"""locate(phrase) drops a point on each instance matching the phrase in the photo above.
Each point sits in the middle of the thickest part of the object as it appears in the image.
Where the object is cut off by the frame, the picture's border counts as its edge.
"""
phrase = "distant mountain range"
══════════
# Instructions to follow:
In your answer, repeat each line of the material word for word.

# The completed task:
"""locate(phrase) drops a point on each instance matching the phrase in the photo above.
Each point sits in the middle of the thickest part of the object as it appears in the image.
Where the object is cut off by the frame, the picture's border counts as its edge.
"""
phrase = "distant mountain range"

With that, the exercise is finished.